Post#2 » by THE J0KER » Mon Nov 4, 2019 8:55 am
Very interesting to see this. There are many lists about how many players represent each country, but this is about the country (or US state) of birth which is a little bit different thing. For example, USA player Kyle Irving is born in Australia, while Lithuanian player Domantas Sabonis, the son of legendary Arvidas Sabonis, is actually born in the USA! Because of the height factor, basketball is a sport where "genetics" play a bigger role than in other sports, so many basketball players are kids of former basketball players which have at some point international career.
If we look at all 11 countries where is born 4+ active NBA players, two of them, Bosnia and Switzerland, are non-factor even in European basketball and can't qualify even EURO basket. Half of 4 SUI players playing for fatherland of their fathers (Vucevic for Montenegro and Kanter represented Turkey before things become wild), while Capela and Bazemore have no interest to represent Switzerland until they qualify at some decent competition level. So country where is born 4 active NBA players (including 3 notable starters) is nowhere in today's basketball. Bosnia's case is even more bizarre. The full name of the country is Bosnia and Herzegovina, which is important to say because in that part called "Herzegovina" living the tallest human population on the Earth. But most of the population in that area are ethnics Serbs and Croats which talented basketball players at young ages go to bigger basketball clubs in Serbia and Croatia, and best of them since junior level representing these countries instead of Bosnia (so, for example, Bojan Bogdanovic represented Croatia since earlier U16 competition level). Which is worse for the Bosnian national team hopes, even some talented players from the Muslim majority frustrated by NT weakness used to chose to play for other countries (Turkey especially), so the virtual selection of players born in Bosnia was always (since independence) much better compared to their real national team.

┄┄┄┄┄┄

### Study questions
(a) According to the forum post on NBA players' birth countries, in which country was Domantas Sabonis born?
(b) Write the next part of the forum post on NBA players' birth countries, starting after its final sentence.

┄┄┄┄┄┄

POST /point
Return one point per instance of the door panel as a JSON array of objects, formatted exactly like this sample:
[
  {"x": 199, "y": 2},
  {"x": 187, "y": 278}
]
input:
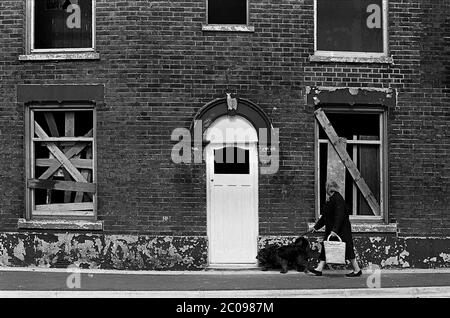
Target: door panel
[{"x": 232, "y": 208}]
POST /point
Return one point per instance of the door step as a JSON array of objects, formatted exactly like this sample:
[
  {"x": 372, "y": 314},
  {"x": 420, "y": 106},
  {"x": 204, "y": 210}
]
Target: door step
[{"x": 233, "y": 267}]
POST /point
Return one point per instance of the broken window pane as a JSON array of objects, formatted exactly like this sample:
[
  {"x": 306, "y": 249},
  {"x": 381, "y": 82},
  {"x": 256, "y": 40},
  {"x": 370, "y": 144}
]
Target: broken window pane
[
  {"x": 350, "y": 25},
  {"x": 362, "y": 132},
  {"x": 61, "y": 180},
  {"x": 231, "y": 160},
  {"x": 227, "y": 11},
  {"x": 63, "y": 24},
  {"x": 349, "y": 125}
]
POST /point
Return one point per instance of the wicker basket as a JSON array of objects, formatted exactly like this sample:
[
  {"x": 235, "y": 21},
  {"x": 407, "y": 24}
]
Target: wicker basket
[{"x": 334, "y": 251}]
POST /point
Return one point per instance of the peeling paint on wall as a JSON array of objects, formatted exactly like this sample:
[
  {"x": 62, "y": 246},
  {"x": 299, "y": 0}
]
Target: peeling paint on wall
[
  {"x": 138, "y": 252},
  {"x": 385, "y": 252},
  {"x": 98, "y": 251}
]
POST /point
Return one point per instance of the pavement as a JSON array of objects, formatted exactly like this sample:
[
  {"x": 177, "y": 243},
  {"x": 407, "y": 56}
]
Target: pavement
[{"x": 64, "y": 283}]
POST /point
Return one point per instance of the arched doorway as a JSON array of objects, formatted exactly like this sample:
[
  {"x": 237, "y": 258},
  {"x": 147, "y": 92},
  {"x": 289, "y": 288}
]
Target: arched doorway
[{"x": 232, "y": 192}]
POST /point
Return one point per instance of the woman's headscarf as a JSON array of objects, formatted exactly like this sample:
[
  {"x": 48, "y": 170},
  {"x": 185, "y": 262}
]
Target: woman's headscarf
[{"x": 331, "y": 186}]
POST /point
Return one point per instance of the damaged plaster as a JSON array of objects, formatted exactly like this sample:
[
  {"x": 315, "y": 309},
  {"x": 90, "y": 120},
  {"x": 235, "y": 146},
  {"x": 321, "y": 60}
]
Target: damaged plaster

┄┄┄┄┄┄

### Per-task answers
(a) The USA.

(b)
But Switzerland and Bosnia are not the only countries with a big gap between the quality of players born there and the level of domestic and national team basketball. But it is FIBA who should be blamed to not find a better qualification formula for big events. Slovenia with Doncic and Dragic won a European title, but without them can't even qualify for World Cup. National teams from Africa never survive group phase at world stage (Olympics and World Cup tournaments), but Cameroon team with Embiid and Siakam would easily do that, even compete for the medals, but the problem is they can't qualify without them even in a weak African competition.